> [Given records]:
■ ■ ■ ■ ■
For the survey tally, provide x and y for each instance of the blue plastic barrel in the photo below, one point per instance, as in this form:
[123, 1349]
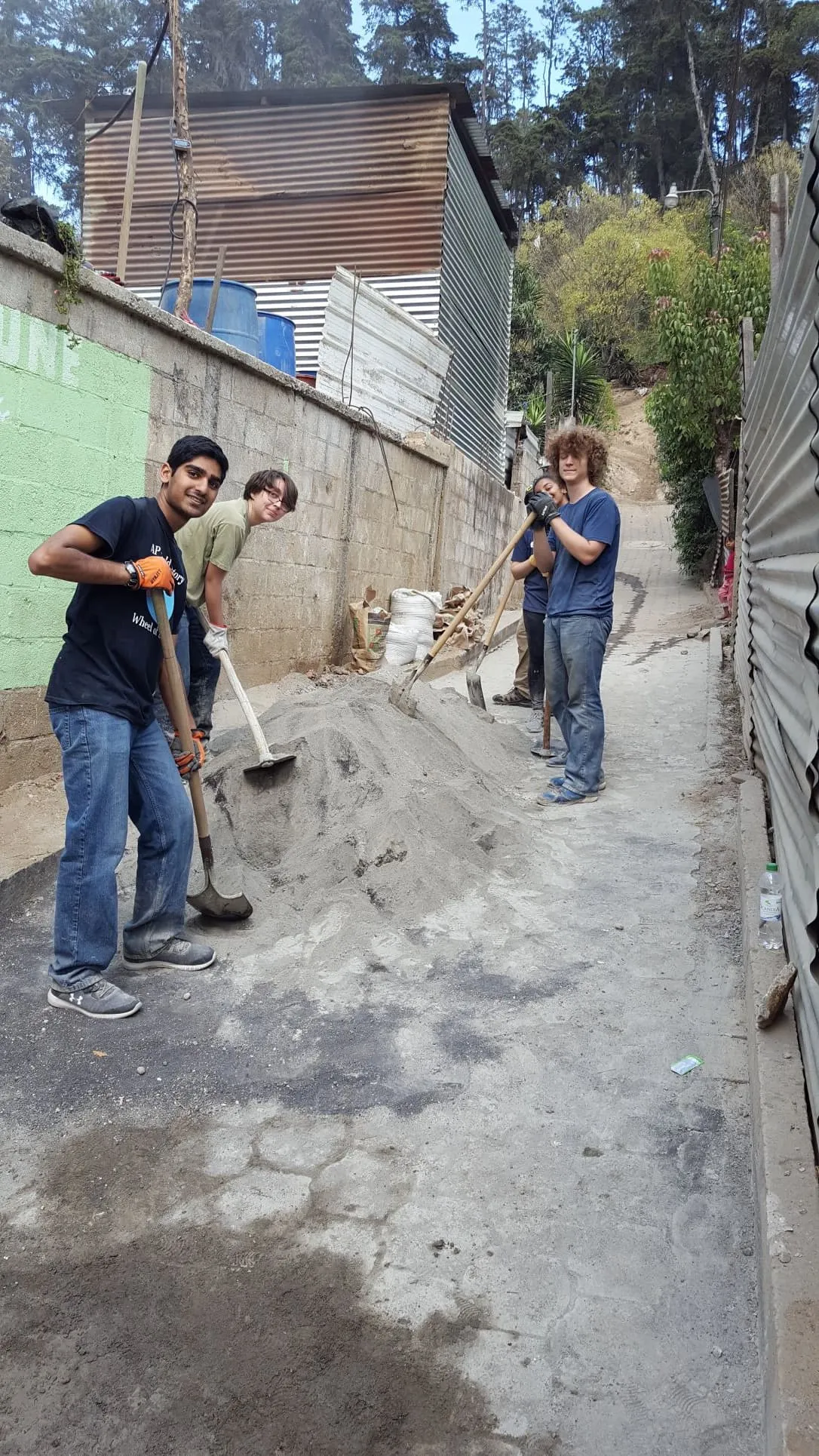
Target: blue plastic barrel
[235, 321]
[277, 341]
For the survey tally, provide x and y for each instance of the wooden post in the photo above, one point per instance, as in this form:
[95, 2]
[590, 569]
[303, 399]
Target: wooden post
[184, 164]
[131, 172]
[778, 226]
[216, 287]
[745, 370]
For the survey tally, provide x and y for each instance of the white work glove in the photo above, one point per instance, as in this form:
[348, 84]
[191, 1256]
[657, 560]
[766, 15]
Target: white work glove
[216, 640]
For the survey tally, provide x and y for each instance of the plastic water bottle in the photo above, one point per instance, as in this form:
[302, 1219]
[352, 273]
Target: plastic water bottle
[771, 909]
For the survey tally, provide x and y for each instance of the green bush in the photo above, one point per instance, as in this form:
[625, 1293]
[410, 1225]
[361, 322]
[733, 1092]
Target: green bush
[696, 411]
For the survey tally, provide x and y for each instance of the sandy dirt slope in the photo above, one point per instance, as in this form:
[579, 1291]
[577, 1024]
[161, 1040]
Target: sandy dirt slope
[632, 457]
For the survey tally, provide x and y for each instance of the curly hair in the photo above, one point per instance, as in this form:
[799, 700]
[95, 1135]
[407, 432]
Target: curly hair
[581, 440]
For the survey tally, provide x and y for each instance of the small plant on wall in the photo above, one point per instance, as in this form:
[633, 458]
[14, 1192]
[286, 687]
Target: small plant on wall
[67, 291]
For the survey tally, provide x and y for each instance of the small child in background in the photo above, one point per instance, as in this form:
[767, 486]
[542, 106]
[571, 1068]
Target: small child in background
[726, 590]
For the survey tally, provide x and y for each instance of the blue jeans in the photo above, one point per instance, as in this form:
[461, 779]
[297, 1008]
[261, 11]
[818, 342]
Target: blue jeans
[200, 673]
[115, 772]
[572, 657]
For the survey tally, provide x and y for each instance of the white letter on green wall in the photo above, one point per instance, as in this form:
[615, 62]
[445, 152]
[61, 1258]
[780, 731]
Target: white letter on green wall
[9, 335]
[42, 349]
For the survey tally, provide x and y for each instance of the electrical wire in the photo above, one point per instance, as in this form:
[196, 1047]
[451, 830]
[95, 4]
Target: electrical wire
■ ■ ■ ■ ■
> [Description of the task]:
Copy out all of the data above word for word, leaving the pictures out.

> [Output of the task]:
For the survey tally, provide x and y for each instance of the blue plastic barrel in the photo below, one point per instance, as in this form:
[123, 1349]
Target: blue plastic barrel
[235, 321]
[277, 341]
For the survey tally, provide x and y for each instance of the wooden post in the photo above, one point per instance, as in this form:
[95, 2]
[590, 569]
[303, 399]
Target: wooden post
[184, 164]
[131, 172]
[778, 226]
[216, 287]
[745, 370]
For the survey tally, provide x and y for each instance of the white work glove in the photo above, one point per instance, as in this form:
[348, 84]
[191, 1256]
[657, 560]
[766, 15]
Target: white work glove
[216, 640]
For the survey tally, provide x and y for each instance of the plastic water bottle in the photo above, one point per instance, as in this form:
[302, 1219]
[352, 273]
Target: plastic water bottle
[771, 909]
For the survey tally, provide x and y for each instance of the green bush in the photo above, one point per instance, as in this form:
[625, 1293]
[410, 1225]
[361, 322]
[733, 1092]
Target: green bush
[696, 411]
For the survey tally, provide x and y for each instance of the sandy dirt slope in the photo above, one point per instance, as in this form:
[579, 1291]
[577, 1024]
[161, 1040]
Target: sandy dirt slope
[632, 457]
For the survey tally, provide x and y for each instance of the curly hair in the photo above, one point per instance, as in this form:
[799, 700]
[95, 1135]
[407, 432]
Target: curly hair
[581, 440]
For the survey tally, provide x and y for each instance of the small plant on wall in the photo above, one point per instance, as in this form:
[633, 458]
[14, 1192]
[286, 687]
Target: small plant on wall
[67, 291]
For the survey tally, provide x and y for each instance of the small child in background in the photo above, one point per instance, as in this form:
[767, 486]
[542, 106]
[571, 1068]
Target: small child in background
[726, 590]
For the survey tally, provide x and y for each instance of the blue jeans in the photo above, one point per instance, as in this form:
[461, 779]
[297, 1008]
[261, 11]
[818, 342]
Target: blue jeans
[200, 673]
[115, 772]
[572, 657]
For the survey tally, provide x and y for each instance of the white letter on green wall in the photo above, one point per instance, as in this form:
[615, 62]
[445, 152]
[61, 1258]
[780, 731]
Target: white letter on green wall
[9, 335]
[42, 349]
For the survey tally, provide x and y for each instance of the electrical wire in the photo above, one point per instance, as in this form:
[196, 1047]
[451, 830]
[95, 4]
Target: electrical wire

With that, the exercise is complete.